▶ RECORDS
########
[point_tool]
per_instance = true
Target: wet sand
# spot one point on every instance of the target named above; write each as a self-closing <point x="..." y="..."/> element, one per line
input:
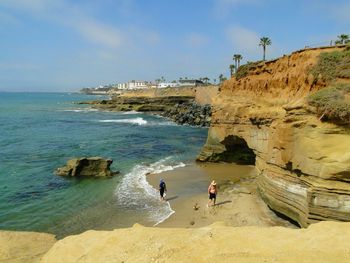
<point x="238" y="202"/>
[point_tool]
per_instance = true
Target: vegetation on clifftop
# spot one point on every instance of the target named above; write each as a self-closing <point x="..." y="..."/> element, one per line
<point x="333" y="103"/>
<point x="332" y="65"/>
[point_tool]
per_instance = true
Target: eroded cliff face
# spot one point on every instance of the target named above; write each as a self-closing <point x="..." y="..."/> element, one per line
<point x="304" y="163"/>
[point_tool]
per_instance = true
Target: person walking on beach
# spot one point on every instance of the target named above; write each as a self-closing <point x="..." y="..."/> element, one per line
<point x="212" y="191"/>
<point x="162" y="189"/>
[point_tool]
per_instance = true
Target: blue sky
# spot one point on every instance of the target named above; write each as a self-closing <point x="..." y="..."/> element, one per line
<point x="64" y="45"/>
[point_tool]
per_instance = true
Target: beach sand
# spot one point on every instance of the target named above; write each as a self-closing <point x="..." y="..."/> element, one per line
<point x="238" y="202"/>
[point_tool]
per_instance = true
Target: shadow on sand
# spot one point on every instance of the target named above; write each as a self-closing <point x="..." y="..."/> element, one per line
<point x="223" y="202"/>
<point x="171" y="198"/>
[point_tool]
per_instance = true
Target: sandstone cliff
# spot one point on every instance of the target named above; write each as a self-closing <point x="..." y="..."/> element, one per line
<point x="263" y="117"/>
<point x="322" y="242"/>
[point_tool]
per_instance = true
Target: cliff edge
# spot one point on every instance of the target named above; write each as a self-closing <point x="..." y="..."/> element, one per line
<point x="264" y="117"/>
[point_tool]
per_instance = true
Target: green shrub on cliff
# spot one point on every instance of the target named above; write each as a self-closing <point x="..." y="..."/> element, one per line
<point x="244" y="70"/>
<point x="332" y="65"/>
<point x="333" y="103"/>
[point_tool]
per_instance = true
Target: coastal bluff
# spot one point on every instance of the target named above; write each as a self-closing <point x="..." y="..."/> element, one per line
<point x="263" y="118"/>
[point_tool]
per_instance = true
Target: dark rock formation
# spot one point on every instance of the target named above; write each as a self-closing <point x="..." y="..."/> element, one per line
<point x="190" y="113"/>
<point x="87" y="167"/>
<point x="180" y="109"/>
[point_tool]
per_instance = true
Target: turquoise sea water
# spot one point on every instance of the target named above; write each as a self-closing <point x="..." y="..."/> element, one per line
<point x="41" y="131"/>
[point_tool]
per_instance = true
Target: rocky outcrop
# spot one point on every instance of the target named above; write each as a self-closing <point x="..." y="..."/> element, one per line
<point x="190" y="113"/>
<point x="144" y="104"/>
<point x="322" y="242"/>
<point x="87" y="167"/>
<point x="304" y="163"/>
<point x="18" y="247"/>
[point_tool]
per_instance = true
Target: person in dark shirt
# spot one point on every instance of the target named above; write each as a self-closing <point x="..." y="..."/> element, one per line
<point x="162" y="189"/>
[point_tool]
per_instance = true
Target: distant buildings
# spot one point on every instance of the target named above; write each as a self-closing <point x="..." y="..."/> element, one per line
<point x="138" y="84"/>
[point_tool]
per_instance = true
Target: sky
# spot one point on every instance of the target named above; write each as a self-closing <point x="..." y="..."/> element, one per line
<point x="66" y="45"/>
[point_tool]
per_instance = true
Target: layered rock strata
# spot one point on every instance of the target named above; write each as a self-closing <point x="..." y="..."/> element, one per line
<point x="190" y="113"/>
<point x="304" y="163"/>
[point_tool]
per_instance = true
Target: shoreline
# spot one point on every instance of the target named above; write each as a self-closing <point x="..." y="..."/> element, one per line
<point x="238" y="202"/>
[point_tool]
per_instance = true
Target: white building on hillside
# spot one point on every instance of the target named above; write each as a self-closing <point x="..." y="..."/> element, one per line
<point x="168" y="85"/>
<point x="133" y="84"/>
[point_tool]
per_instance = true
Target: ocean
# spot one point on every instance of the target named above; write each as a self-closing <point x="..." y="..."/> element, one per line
<point x="39" y="132"/>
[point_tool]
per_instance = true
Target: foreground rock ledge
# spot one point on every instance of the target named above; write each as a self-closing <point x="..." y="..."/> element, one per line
<point x="24" y="246"/>
<point x="87" y="167"/>
<point x="321" y="242"/>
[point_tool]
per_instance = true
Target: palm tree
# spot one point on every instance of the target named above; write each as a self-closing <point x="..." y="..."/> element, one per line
<point x="237" y="58"/>
<point x="264" y="41"/>
<point x="232" y="69"/>
<point x="343" y="39"/>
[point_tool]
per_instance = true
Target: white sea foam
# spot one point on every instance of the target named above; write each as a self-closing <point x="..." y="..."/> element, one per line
<point x="138" y="121"/>
<point x="135" y="192"/>
<point x="81" y="110"/>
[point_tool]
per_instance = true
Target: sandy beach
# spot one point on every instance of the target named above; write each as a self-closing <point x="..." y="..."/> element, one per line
<point x="238" y="202"/>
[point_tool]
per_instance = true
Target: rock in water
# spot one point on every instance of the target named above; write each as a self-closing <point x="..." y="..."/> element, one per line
<point x="87" y="167"/>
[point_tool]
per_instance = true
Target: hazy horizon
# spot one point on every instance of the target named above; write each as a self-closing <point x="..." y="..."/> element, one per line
<point x="65" y="45"/>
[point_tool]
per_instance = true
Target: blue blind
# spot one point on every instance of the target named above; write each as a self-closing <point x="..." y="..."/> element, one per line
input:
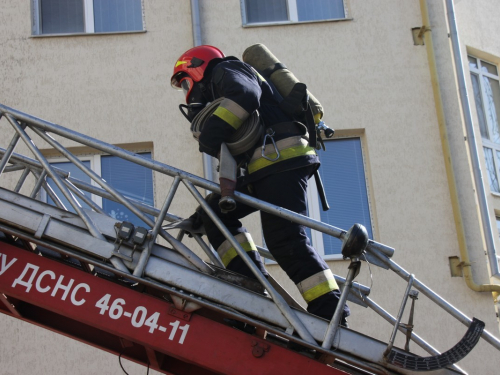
<point x="117" y="15"/>
<point x="343" y="175"/>
<point x="130" y="179"/>
<point x="314" y="10"/>
<point x="74" y="172"/>
<point x="266" y="10"/>
<point x="62" y="16"/>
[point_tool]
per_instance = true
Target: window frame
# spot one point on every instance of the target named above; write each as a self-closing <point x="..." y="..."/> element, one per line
<point x="314" y="205"/>
<point x="293" y="16"/>
<point x="487" y="143"/>
<point x="88" y="21"/>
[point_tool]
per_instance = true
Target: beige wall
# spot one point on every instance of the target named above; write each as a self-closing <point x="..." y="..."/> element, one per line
<point x="368" y="75"/>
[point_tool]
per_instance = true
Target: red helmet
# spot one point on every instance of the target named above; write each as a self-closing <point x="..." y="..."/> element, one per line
<point x="191" y="66"/>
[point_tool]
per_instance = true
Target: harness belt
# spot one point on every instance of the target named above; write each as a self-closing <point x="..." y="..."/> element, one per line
<point x="283" y="149"/>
########
▶ WHAT TO WORK ON
Only the pictures are to be left out; print everything else in the listing exactly.

▶ ANSWER FOR THE TASK
[point_tool]
per_instance = true
Target: wet sand
# spot one point on every instance of the target named above; write each as a self-closing <point x="..." y="..."/> element, one per line
input:
<point x="238" y="202"/>
[point_tool]
per_instance = true
Target: vegetation on clifftop
# spot one point on every instance of the target named above; write each as a self-closing <point x="..." y="..."/> element, one per line
<point x="333" y="103"/>
<point x="332" y="65"/>
[point_tool]
per_instance = true
Target: eroded cliff face
# spot one point on every instance of the target named above; write each as a self-closing <point x="..." y="..."/> element, one per line
<point x="304" y="163"/>
[point_tool]
per_instance = true
Target: person walking on beach
# spot one point on every instance of the target named above; write each as a self-closing <point x="..." y="..."/> element, one per line
<point x="212" y="191"/>
<point x="162" y="189"/>
[point_tool]
per_instance = true
Target: blue sky
# spot one point on every instance of the target named above; write each as a self-closing <point x="..." y="..."/> element, one per line
<point x="64" y="45"/>
[point_tool]
per_instance = true
Target: beach sand
# spot one point on every instance of the target named above; write each as a self-closing <point x="..." y="..."/> element, one per line
<point x="238" y="202"/>
[point_tool]
per_instance = true
Target: shadow on sand
# spot one point on every instance of the target named above; write each as a self-closing <point x="..." y="..."/> element, one per line
<point x="223" y="202"/>
<point x="171" y="198"/>
[point_tool]
per_instance = true
Target: sandstone cliff
# spot one point on every instance of the target named above; write each as a self-closing <point x="..." y="..."/> element, one per line
<point x="263" y="117"/>
<point x="322" y="242"/>
[point_tool]
per_instance = true
Target: cliff edge
# spot one point on every instance of the target named above; write each as a self-closing <point x="..." y="..."/> element, one per line
<point x="264" y="117"/>
[point_tool]
per_instance = true
Target: green shrub on cliff
# spot one point on every instance of the target named above; write each as a self-closing <point x="..." y="..."/> element, one per line
<point x="244" y="70"/>
<point x="332" y="65"/>
<point x="333" y="103"/>
[point_tool]
per_instance = true
Target: coastal bluff
# spot one point on every instance of the target named above; write each as a self-closing <point x="..." y="..."/> element, one per line
<point x="263" y="118"/>
[point_tool]
per_instance = true
Target: dark rock formation
# spot one point on every instance of the target named above; write each as a self-closing <point x="..." y="..."/> element, one per line
<point x="190" y="113"/>
<point x="87" y="167"/>
<point x="180" y="109"/>
[point_tool]
per_instance = true
Target: turquoise sea water
# spot one point on every instance of the target named above; write each as a self-closing <point x="..." y="..."/> element, one per line
<point x="41" y="131"/>
[point_tool]
per_instance = true
Target: rocky outcrop
# spot one point on every instance of the target named above; write each as a self-closing <point x="..." y="..."/> element, one per line
<point x="190" y="113"/>
<point x="144" y="104"/>
<point x="322" y="242"/>
<point x="87" y="167"/>
<point x="304" y="163"/>
<point x="18" y="247"/>
[point_tool]
per_instance = true
Target: person in dark shirt
# spot one point on every instance of the target named above; write each as a self-closing <point x="..." y="..."/> element, one per line
<point x="162" y="189"/>
[point_tool]
per_instance = true
Target: distant buildings
# spot one point on every instance of the target named above; write each as a self-closing <point x="..." y="..."/> element, one per line
<point x="138" y="84"/>
[point_tool]
per_instance = true
Target: sky
# spot one point on every instance of the target named above; write each as a self-closing <point x="..." y="..."/> element, one per line
<point x="66" y="45"/>
[point_tool]
per_instance = true
Target: layered rock strata
# spot one point on every instance of the target named above; write each as a self-closing <point x="..." y="..."/> element, one per line
<point x="190" y="113"/>
<point x="304" y="163"/>
[point_tool]
per_instance = true
Target: shoreline
# spot one point on every instance of the target named above; write each as a self-closing <point x="..." y="..."/> element, one per line
<point x="238" y="202"/>
[point_tool]
per_instance = true
Target: white building on hillside
# spot one point on every instance of the target named above; write each as a self-closing <point x="..." y="..."/> element, one per line
<point x="168" y="85"/>
<point x="133" y="84"/>
[point_tool]
per_instance = true
Target: ocean
# spot one point on every instance of the target named above; write each as a self-closing <point x="..." y="..."/> element, one per line
<point x="39" y="132"/>
[point_tool]
per_instance = true
Target: foreground rock ledge
# spot one point on every instance of the target named above; write each as a self-closing <point x="..." y="..."/> element, one per line
<point x="24" y="246"/>
<point x="87" y="167"/>
<point x="321" y="242"/>
[point_tool]
per_instance = true
Target: palm tree
# spot one point on every instance of the target named above; write each as a self-closing <point x="..." y="..."/> element, one per line
<point x="237" y="58"/>
<point x="264" y="41"/>
<point x="232" y="69"/>
<point x="343" y="39"/>
[point_tool]
per_instance = true
Target: white sea foam
# spot one point on every instance of the target named above; write each as a self-closing <point x="..." y="..."/> element, one per line
<point x="138" y="121"/>
<point x="135" y="192"/>
<point x="81" y="110"/>
[point_tool]
per_instance = true
Target: sandy beach
# spot one point on every instance of the target named above; write each as a self-closing <point x="..." y="..."/> element, one per line
<point x="238" y="202"/>
[point_tool]
per_instance = true
Target: rock in water
# spot one point on every instance of the target named above; write each as a self-closing <point x="..." y="..."/> element, one per line
<point x="87" y="167"/>
[point_tool]
per_instance = true
Target: hazy horizon
# spot one point on every instance of the target named above; write each as a self-closing <point x="..." y="..."/> element, one per line
<point x="65" y="45"/>
[point_tool]
per_instance = true
Target: blue blind
# spot one point on every instance of the target named above; write each as a self-closing <point x="..." y="..."/> element, one per line
input:
<point x="117" y="15"/>
<point x="343" y="175"/>
<point x="130" y="179"/>
<point x="314" y="10"/>
<point x="74" y="172"/>
<point x="266" y="10"/>
<point x="62" y="16"/>
[point_tool]
per_instance = true
Target: window frame
# spot one point on every instance of the target named above; write each as a self-closing <point x="..." y="..."/> element, one per line
<point x="314" y="205"/>
<point x="293" y="16"/>
<point x="487" y="143"/>
<point x="88" y="21"/>
[point_tool]
per_instance = true
Target: beige wall
# spot one point on every instance of the target named above; write each as a self-closing <point x="..." y="..."/> element, one per line
<point x="368" y="75"/>
[point_tool]
per_instance = true
Target: red helmet
# spot one point on every instance of the target named above; write each as a self-closing <point x="..." y="..."/> element, one per line
<point x="191" y="66"/>
[point_tool]
per_instance = true
Target: harness belt
# spot one point on every instance of the target named above; write each as a self-closing <point x="..." y="..."/> element, one per line
<point x="283" y="149"/>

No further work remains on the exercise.